PASSAGE:
____________________
Jump to content

Why does the ArriScan oversample by 50%, per axis?


cole t parzenn

Recommended Posts

Ahh - I misunderstood. I was under the impression the Arriscan used a full 6k sensor and downsampled to resolutions like 2k or 4k. Instead it's using a 3k sensor, taking two images to make a 6k composite, then downsampling that?

 

Is there a technical advantage to making a 6k scan this way, or is it a result of the lack of 6k sensors at the time the scanner was designed? on its face, it sounds kind of kludgy.

 

-perry

Link to comment
Share on other sites

What I'm not really understanding is how it's making a 6k image from a 3k x 2k sensor. From their web site, on the technical specs:

 

Custom CMOS area sensor with piezo actuator for microscanning
Native resolution: 3K x 2K
Max. resolution with microscanning: 6K x 4K

 

 

The way I interpret this is that the sensor is taking 4 shots of the frame, to result in a 6k x 4k image. There are two ways one could do this, I'd think:

 

1) Move the sensor down 2k or across 3k, depending on the image being taken, stitch them together.

 

However, based on what you said earlier in the thread about it moving a half pixel, it sounds like:

 

2) Take multiple images with a micro-shift in the sensor position, and use those to interpolate a 6k image.

 

Now, that's not the same as blowing up a 3k x 2k image to 6k, which would involve making up a lot of image data. A lot of accurate information can be derived by subpixel changes in an image, so you'd probably get a significantly better interpolation to 6k this way than with a single shot at 3k x 2k.

 

But I'm not understanding how this is truly a 6k image if it's doing that. It's still interpolated.

 

Or am I completely misunderstanding what's going on inside the machine?

 

-perry

Link to comment
Share on other sites

2) Take multiple images with a micro-shift in the sensor position, and use those to interpolate a 6k image.

 

Now, that's not the same as blowing up a 3k x 2k image to 6k, which would involve making up a lot of image data. A lot of accurate information can be derived by subpixel changes in an image, so you'd probably get a significantly better interpolation to 6k this way than with a single shot at 3k x 2k.

 

But I'm not understanding how this is truly a 6k image if it's doing that. It's still interpolated.

 

 

Why do you suggest that this is an interpolation? Data isn't being inferred, it's being directly sampled.
____________________
Location annotation dataset excerpts:
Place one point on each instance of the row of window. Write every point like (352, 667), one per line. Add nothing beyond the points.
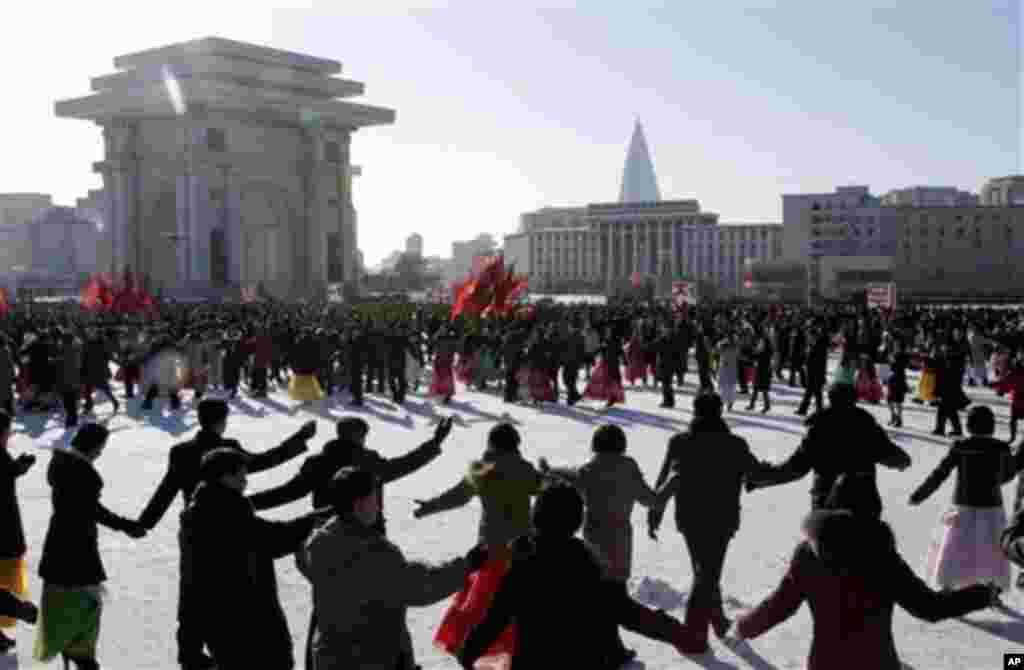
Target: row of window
(216, 140)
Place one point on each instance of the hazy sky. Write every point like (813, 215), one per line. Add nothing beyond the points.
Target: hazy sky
(505, 111)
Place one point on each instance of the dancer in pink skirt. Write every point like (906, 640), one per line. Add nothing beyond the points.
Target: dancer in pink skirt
(442, 384)
(966, 549)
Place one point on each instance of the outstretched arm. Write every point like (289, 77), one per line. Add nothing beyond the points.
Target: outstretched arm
(286, 451)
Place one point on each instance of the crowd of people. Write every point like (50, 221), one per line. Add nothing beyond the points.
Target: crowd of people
(58, 357)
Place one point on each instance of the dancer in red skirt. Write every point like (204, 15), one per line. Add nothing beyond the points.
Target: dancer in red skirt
(505, 483)
(442, 384)
(606, 381)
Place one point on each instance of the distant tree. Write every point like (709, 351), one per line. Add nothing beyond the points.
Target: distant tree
(411, 271)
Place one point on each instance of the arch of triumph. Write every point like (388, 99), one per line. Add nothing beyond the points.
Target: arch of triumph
(227, 164)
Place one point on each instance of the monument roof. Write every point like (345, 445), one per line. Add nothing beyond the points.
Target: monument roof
(639, 182)
(218, 75)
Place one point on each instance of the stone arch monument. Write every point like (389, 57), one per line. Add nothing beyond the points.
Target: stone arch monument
(227, 164)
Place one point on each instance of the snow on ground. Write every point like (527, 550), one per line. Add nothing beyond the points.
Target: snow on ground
(138, 623)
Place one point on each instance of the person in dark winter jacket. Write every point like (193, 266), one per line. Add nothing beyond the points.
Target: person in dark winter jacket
(12, 564)
(182, 476)
(841, 438)
(817, 364)
(577, 629)
(71, 567)
(712, 464)
(970, 552)
(232, 552)
(349, 450)
(850, 573)
(363, 584)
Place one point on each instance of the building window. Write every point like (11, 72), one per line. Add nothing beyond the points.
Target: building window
(216, 139)
(332, 152)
____________________
EXERCISE 1:
Using the ArriScan thread, decide whether each statement agrees with it, answering yes or no and quoting the exact words that settle it: (a) The specs list the scanner's native resolution as 3K x 2K. (b) The first post says the writer had believed the scanner used a full 6k sensor. (c) The last reply agrees that the 6k image is interpolated.
EXERCISE 2:
Recast the records as a Markdown table with the columns Row and Record line. Start with the line that contains "Place one point on each instance of the person" and go on through the last line of the records, leaving out blank lines and including nothing else.

PROBLEM SOLUTION 1:
(a) Yes: "Native resolution: 3K x 2K"
(b) Yes: "I was under the impression the Arriscan used a full 6k sensor and downsampled to resolutions like 2k or 4k."
(c) No: "Why do you suggest that this is an interpolation? Data isn't being inferred, it's being directly sampled."

PROBLEM SOLUTION 2:
| Row | Record line |
|---|---|
| 1 | Place one point on each instance of the person in dark winter jacket. Write every point like (193, 266), one per line. Add nothing beyond the points. |
| 2 | Target: person in dark winter jacket |
| 3 | (12, 564) |
| 4 | (182, 476) |
| 5 | (841, 438) |
| 6 | (817, 364) |
| 7 | (577, 629) |
| 8 | (71, 567) |
| 9 | (712, 464) |
| 10 | (970, 552) |
| 11 | (232, 552) |
| 12 | (349, 450) |
| 13 | (850, 573) |
| 14 | (363, 584) |
| 15 | Place one point on each instance of the building window. Write every point like (11, 72), one per line. Add nothing beyond the points. |
| 16 | Target: building window |
| 17 | (216, 139) |
| 18 | (332, 152) |